# NGD - Custom Shop DINO CAZARES + Fear Factory !!!!



## Sebastian (Dec 26, 2010)

This thread should be posted earlier, but I didn't have pictures and some info.. but better later than never

Let's start...

I was privileged to go to Vienna with Jack - the owner of the guitar shop - Guitar-Max 
and Pawel Kamecki - Pawel is a great and respected Polish luthier, he does setups for *Behemoth* 
he built a very special guitar for Joe Satriani, 






After a nearly 10 hour drive from Wroclaw, Poland we arrived at the Arena club in Vienna, Austria... 





After a while we went backstage to meet Dino... but....
He wasn't there, so we had to wait...
In the meantime I got to play a very nice Dino LACS 8 .. great guitar, the neck is really thin/flat - very comfortable.





After a while Dino showed up! and here's where the NGD part comes in... the guitar is a present from Jack - with help from Dino, and Pawel Kamecki

Custom Shop "Digimortal" improved replica made by Pawel Kamecki.






























Dino signing the guitar.





Dino with Pawel Kamecki





Pawel checking out Dino's 8 string





Before the concert we went to check out Dino's other guitars.





Jack, Dino and Pawel





The Demanufacture guitar looks amazing! it is Really Heavy - Maple body an neck.





Later we went to talk some more, and Dino and the band had to prepare before the show...

The concert started - this is the third time I saw FF this year - they're better with every concert 





During Fear Campaign I got to play some riffs with Dino









The concert was amazing, I'm really happy FF played Securitron (Police State 2000), Big God and Dog Day Sunrise..

After the concert we hanged out with the band, talked a lot about guitars and stuff with Dino...





After Dino's tech changed the strings and made a quick setup Dino played a bit on the guitar




He really loved it - he immediately noticed the neck is really nice, better binding and the inlay, he also liked that the guitar isn't so heavy as the original.

Specifications:
Body: Wawa - Wawa (tree) or Triplochiton scleroxylon, an African tree Wikipedia
other site
Neck: 3 piece Mahogany
Fretboard - Maple with a Makassar Ebony overlay
MOP "FF" Inlay
Binding
24 Jumbo frets
Bridge Ibanez Lo-Pro 7
Gotoh Tuners
Pickup: EMG 707, Single Volume
Schaller strap locks

Thanks for reading


----------



## Loomer (Dec 26, 2010)

Holy mackerel!!! Looks like one helluva night!


----------



## Esp Griffyn (Dec 26, 2010)

Incredible!


----------



## Dan (Dec 26, 2010)

ohhh lawdy, it seems ive made a mess in my pants


----------



## slapnutz (Dec 26, 2010)

**Written problem 1**
In the forum thread about the Dino Cazares custom guitar, what is the neck of the new guitar made of?
**Written problem 2**
According to the forum thread about the Dino Cazares custom guitar, what did Dino like about the guitar when he played it? Answer in one to three sentences.
**Written problem 3**
Please carry on the forum thread about the Dino Cazares custom guitar from its last line by writing the reply under slapnutz's name.

**Given information**

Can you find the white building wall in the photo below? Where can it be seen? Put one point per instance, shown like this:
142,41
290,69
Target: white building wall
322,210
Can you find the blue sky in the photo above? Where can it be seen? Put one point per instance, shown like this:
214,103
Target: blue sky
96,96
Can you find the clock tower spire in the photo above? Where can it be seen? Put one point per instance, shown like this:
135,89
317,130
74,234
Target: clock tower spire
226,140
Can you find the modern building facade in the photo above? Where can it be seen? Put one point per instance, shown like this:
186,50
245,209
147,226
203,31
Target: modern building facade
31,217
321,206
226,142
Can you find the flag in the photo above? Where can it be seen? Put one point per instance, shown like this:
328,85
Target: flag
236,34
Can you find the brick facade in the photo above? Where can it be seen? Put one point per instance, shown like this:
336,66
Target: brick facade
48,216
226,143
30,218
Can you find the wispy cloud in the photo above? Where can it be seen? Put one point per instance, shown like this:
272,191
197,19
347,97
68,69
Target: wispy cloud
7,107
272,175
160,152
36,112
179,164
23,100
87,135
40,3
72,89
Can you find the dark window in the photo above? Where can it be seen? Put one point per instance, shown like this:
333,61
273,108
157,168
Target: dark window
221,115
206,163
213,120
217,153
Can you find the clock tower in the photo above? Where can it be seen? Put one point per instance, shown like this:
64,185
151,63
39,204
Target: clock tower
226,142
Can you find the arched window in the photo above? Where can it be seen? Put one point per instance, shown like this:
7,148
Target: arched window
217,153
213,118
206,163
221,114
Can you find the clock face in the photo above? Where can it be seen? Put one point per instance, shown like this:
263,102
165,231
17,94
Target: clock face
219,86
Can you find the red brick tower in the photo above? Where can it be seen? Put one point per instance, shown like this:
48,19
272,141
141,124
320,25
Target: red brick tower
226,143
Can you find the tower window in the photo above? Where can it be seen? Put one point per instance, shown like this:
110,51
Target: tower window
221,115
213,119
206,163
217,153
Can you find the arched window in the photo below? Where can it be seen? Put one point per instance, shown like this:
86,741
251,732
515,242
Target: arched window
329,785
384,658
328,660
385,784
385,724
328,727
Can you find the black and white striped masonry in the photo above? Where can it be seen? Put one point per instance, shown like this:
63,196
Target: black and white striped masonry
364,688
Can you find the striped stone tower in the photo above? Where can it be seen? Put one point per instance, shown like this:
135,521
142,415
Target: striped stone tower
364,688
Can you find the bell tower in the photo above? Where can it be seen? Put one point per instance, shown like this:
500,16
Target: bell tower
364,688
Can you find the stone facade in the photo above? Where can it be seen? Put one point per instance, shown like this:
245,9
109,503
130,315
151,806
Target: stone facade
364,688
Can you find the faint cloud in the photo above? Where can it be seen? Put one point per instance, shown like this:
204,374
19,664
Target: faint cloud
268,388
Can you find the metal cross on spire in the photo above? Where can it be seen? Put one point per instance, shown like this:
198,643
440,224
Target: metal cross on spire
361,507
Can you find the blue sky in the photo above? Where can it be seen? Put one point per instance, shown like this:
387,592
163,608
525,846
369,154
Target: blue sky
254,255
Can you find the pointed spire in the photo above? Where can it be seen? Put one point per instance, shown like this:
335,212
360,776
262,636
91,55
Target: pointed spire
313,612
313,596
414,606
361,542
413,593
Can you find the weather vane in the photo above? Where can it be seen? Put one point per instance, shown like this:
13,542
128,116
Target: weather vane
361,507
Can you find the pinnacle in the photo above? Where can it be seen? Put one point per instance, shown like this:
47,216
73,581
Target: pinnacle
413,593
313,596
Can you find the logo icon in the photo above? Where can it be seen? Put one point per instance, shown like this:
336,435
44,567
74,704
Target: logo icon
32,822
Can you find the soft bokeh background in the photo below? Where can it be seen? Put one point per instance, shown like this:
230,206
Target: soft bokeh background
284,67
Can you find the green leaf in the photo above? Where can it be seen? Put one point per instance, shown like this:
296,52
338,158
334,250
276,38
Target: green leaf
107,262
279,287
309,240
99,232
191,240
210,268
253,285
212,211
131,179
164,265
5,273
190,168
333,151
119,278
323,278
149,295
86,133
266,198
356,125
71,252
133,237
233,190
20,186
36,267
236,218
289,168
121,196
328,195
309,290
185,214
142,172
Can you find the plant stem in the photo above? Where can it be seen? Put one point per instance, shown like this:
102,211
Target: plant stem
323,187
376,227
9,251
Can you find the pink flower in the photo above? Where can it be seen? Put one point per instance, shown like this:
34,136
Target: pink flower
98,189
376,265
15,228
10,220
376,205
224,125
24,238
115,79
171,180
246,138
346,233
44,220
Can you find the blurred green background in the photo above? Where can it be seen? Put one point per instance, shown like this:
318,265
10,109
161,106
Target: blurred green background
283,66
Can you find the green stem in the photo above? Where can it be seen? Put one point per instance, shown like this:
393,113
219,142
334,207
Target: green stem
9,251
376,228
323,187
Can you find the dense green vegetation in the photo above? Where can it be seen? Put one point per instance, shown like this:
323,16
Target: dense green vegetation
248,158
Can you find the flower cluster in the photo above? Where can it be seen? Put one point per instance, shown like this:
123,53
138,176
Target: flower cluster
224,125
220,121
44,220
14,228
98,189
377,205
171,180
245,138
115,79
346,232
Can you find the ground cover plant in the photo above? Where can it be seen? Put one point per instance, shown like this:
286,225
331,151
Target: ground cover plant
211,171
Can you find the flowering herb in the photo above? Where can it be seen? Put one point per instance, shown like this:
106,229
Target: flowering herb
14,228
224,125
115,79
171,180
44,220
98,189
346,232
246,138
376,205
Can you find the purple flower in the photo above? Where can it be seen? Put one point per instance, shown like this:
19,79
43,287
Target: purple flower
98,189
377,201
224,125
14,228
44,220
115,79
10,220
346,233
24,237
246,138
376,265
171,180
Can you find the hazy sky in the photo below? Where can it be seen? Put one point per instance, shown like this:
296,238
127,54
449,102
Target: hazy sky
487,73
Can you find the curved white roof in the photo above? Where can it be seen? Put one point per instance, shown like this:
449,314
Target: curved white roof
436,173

**Task answer 1**
The neck is three-piece mahogany.

**Task answer 2**
Dino right away noticed that the neck was really nice and that the binding and inlay were better. He also liked that the guitar was not as heavy as the original.

**Task answer 3**
Man Dino always seems to have great taste in his designs. Really clean and nothing to flashy yet still awesome.

Thanks for the pix dude!


----------



## Customisbetter (Dec 26, 2010)

Good god that is epic.


----------



## Asrial (Dec 26, 2010)

O.O

Lucky sonova----


----------



## vampiregenocide (Dec 26, 2010)

Epic win! Never seen that first LACS 8, its hot.


----------



## Sebastian (Dec 26, 2010)

Thanks for the comments 



vampiregenocide said:


> Epic win! Never seen that first LACS 8, its hot.



That 8 is awesome, the neck is really thin - simply amazing !


----------



## wyldweasil (Dec 26, 2010)

>



I'm liking the crap out of this! digging the green on the black, very old school Ibanez


----------



## ibbyfreak13 (Dec 26, 2010)

All I can say is amazing!!!!!!


----------



## Imalwayscold (Dec 26, 2010)

Wow, that must of been some night! Especially the part of playing on stage with him. Congrats man


----------



## Stealth7 (Dec 26, 2010)

Congrats on the new guitar mate! Is the Demanufacture guitar Dinos? And that LACS 8 looks killer with the green!


----------



## Skin Coffin (Dec 26, 2010)

People, please start creating your own customs! Be original! 

Anyway, congrats dude!


----------



## aleXander (Dec 26, 2010)

HOLY CRAP!!!!
CONGRATS MAN!

You're beyond lucky dude..


----------



## adrock (Dec 26, 2010)

wait, so this guitar is yours?!?! 

i am so utterly jealous, of everything in this thread...


----------



## jl_killer (Dec 26, 2010)

That Digimortal guitar is really beautiful, I love the inlay! Is it a replica of an already existing LACS? Wow what an epic post...


----------



## MetalBuddah (Dec 26, 2010)

That black and green one reminds me on the UV7BK...I WANT IT!!!!


----------



## scherzo1928 (Dec 26, 2010)

ok wait wait wait. maple fretboard with an ebony overlay? wow.


----------



## Kr1zalid (Dec 26, 2010)

Sick!!!!!


----------



## Wookieslayer (Dec 27, 2010)

x100000000


----------



## Sebastian (Dec 27, 2010)

Thanks for the comments 



Pisschrist said:


> Congrats on the new guitar mate! Is the Demanufacture guitar Dinos? And that LACS 8 looks killer with the green!


Yes the Demanufacture guitar is Dino's 





jl_killer said:


> That Digimortal guitar is really beautiful, I love the inlay! Is it a replica of an already existing LACS? Wow what an epic post...



Thanks, Yes, it's a replica of Dino's Digimortal guitar:


----------



## ruiner (Dec 27, 2010)

cool guitars
but why Wawa? it sounds great?


----------



## Volsung (Dec 27, 2010)

I'm green with envy, sir. 
But it's cool to see that you had a great time hangin' with the mighty Fear Factory (again ). How many FF inspired guitars does this make for you?

I'm with scherzo1928 when I ask, how did the maple/ebony overlay come about? I'd never heard of such a thing before (the more I think of it, the cooler it sounds). 

Congrats Sebastian, the guitar is awesome.


----------



## Fred the Shred (Dec 27, 2010)

It not only looks fantastic, but it was also involved in what must have been an awesome moment - I'm happy for you, mate.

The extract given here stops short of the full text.